→ EXERCISE DIRECTIONS:
Reproduce exactly, and nothing but, the lines between the one with "Localize each black" and the end of the entries, both ends included.

****************

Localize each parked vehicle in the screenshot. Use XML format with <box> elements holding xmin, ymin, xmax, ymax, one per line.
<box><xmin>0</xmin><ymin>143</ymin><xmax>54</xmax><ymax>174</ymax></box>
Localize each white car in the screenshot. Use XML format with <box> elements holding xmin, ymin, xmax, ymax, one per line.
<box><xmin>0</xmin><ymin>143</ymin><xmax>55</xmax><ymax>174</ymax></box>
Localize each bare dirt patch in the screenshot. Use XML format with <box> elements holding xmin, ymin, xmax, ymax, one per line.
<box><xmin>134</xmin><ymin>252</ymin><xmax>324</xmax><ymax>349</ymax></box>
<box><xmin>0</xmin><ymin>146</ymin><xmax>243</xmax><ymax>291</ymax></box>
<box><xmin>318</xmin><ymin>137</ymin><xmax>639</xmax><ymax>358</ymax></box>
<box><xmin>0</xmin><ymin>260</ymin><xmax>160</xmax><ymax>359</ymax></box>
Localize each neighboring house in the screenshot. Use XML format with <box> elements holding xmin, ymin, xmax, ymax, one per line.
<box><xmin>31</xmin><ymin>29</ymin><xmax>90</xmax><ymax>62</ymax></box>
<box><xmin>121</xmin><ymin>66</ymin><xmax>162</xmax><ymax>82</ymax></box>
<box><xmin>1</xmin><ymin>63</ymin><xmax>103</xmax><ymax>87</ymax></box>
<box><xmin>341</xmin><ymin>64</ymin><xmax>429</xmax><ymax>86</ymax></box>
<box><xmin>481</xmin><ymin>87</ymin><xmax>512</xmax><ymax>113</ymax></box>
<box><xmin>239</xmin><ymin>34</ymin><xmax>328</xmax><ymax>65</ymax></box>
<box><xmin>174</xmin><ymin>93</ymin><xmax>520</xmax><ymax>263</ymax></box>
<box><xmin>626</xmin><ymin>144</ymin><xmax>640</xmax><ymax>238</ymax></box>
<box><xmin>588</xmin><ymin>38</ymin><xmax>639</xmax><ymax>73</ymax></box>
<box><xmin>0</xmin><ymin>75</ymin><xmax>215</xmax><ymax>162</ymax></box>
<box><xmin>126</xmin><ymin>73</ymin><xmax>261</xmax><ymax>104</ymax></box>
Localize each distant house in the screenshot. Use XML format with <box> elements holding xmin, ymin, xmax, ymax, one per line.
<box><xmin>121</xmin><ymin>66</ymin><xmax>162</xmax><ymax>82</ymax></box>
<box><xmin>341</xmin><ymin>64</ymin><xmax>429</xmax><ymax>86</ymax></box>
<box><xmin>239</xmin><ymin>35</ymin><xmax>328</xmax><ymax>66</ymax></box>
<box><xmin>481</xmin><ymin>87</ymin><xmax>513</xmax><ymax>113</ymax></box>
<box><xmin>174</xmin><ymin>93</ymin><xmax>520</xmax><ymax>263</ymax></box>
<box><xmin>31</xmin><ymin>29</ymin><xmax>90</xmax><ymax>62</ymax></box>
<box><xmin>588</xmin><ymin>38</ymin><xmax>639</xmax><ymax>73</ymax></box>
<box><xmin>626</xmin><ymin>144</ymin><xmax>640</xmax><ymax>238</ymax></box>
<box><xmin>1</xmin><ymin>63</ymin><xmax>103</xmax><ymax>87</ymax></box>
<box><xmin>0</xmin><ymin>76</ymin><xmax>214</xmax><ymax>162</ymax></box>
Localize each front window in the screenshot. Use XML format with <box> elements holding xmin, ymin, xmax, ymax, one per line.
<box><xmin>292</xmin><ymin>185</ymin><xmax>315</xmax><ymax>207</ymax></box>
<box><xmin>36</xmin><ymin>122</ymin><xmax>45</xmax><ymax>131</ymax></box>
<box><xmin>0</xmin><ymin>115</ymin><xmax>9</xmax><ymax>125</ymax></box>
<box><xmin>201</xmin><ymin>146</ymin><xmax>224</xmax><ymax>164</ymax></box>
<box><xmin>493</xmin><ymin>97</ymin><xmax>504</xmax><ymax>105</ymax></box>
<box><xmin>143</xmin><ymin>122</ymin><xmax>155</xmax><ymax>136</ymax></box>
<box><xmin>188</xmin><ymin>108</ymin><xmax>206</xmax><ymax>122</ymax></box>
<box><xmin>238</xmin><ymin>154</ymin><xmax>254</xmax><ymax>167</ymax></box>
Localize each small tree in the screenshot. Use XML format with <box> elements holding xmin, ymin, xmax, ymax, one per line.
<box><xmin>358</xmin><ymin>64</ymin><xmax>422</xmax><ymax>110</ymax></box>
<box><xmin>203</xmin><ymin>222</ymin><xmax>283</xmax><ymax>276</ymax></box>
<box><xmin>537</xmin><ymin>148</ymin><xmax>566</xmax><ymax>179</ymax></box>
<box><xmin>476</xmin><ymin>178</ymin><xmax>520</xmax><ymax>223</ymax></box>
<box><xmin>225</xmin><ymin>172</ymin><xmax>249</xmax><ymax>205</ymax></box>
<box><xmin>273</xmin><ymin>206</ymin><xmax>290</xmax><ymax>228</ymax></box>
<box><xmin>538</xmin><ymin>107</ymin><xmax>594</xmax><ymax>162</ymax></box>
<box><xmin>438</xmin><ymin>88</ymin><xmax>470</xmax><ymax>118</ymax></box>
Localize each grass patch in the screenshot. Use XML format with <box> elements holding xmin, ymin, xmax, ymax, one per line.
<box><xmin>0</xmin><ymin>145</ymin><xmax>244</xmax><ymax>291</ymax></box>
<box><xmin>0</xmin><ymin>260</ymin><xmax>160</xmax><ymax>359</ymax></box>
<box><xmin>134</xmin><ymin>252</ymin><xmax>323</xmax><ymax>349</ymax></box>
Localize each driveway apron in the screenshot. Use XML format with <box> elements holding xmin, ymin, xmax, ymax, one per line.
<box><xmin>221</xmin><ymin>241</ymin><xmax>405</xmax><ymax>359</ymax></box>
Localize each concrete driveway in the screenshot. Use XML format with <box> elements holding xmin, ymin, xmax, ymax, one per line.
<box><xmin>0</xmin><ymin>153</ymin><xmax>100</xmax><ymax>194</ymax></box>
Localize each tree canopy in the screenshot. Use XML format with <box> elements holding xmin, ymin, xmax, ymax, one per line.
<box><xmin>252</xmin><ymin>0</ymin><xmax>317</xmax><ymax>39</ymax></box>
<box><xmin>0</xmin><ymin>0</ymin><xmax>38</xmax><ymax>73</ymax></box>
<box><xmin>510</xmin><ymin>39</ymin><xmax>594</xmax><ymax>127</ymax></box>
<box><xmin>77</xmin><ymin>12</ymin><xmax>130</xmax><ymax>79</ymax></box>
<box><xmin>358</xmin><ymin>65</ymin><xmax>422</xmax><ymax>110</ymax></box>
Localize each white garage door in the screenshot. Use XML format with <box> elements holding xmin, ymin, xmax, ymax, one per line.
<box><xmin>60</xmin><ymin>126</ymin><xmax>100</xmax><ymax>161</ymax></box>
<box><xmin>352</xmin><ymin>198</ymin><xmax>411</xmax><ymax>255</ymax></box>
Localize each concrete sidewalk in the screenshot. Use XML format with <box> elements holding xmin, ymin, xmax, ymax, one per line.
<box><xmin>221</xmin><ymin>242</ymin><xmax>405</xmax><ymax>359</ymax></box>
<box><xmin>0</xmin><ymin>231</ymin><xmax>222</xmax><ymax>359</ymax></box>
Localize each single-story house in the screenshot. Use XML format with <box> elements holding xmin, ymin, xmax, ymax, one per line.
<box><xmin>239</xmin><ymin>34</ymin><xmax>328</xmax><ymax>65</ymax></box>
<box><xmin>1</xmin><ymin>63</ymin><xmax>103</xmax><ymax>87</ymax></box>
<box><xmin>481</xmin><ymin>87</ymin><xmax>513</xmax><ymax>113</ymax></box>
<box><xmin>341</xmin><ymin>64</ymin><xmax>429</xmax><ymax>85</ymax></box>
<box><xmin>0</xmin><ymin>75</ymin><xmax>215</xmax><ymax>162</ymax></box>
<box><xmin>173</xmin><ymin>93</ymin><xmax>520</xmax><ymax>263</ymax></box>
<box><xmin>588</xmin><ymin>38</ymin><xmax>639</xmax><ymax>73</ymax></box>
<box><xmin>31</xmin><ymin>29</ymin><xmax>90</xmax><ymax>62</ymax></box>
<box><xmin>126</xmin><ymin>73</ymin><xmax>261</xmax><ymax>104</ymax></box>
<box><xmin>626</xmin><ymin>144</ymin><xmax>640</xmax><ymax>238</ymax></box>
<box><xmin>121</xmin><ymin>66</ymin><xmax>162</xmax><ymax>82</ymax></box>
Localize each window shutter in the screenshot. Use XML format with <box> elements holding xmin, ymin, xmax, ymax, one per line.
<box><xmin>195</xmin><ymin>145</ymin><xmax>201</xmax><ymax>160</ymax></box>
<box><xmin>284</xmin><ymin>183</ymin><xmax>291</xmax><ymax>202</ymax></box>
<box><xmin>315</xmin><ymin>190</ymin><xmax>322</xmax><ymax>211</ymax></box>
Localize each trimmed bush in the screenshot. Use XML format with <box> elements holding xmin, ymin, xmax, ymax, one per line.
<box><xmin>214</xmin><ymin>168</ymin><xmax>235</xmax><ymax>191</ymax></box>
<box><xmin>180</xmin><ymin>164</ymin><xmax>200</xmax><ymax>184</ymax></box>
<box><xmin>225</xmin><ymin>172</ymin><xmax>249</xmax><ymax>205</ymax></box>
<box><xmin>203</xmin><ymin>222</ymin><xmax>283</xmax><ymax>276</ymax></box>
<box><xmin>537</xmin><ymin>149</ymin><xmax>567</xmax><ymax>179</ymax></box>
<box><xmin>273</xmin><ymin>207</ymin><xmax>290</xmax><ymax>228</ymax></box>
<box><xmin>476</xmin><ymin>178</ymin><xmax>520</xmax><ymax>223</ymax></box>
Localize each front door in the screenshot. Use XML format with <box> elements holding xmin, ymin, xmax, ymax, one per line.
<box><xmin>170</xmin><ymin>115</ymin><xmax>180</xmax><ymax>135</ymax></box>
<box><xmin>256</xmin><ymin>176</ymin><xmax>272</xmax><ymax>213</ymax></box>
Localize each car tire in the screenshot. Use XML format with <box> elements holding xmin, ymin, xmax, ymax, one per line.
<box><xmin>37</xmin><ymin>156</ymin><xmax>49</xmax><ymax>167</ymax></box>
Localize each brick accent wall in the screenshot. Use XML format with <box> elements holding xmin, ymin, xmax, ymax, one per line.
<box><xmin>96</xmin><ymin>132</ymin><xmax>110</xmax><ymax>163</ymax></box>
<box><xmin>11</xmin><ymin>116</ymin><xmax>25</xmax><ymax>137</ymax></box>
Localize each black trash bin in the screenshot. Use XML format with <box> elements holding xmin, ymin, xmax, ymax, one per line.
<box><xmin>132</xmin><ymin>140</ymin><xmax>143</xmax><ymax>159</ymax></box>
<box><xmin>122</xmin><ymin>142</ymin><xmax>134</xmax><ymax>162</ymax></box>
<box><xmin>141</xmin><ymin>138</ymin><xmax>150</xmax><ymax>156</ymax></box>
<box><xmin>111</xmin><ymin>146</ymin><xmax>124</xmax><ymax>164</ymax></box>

****************

→ WRITTEN RESPONSE:
Localize each black trash bin in the screenshot. Use XML format with <box> elements holding xmin, ymin, xmax, ymax, one per line.
<box><xmin>132</xmin><ymin>140</ymin><xmax>143</xmax><ymax>159</ymax></box>
<box><xmin>122</xmin><ymin>142</ymin><xmax>134</xmax><ymax>162</ymax></box>
<box><xmin>141</xmin><ymin>138</ymin><xmax>150</xmax><ymax>156</ymax></box>
<box><xmin>111</xmin><ymin>146</ymin><xmax>124</xmax><ymax>164</ymax></box>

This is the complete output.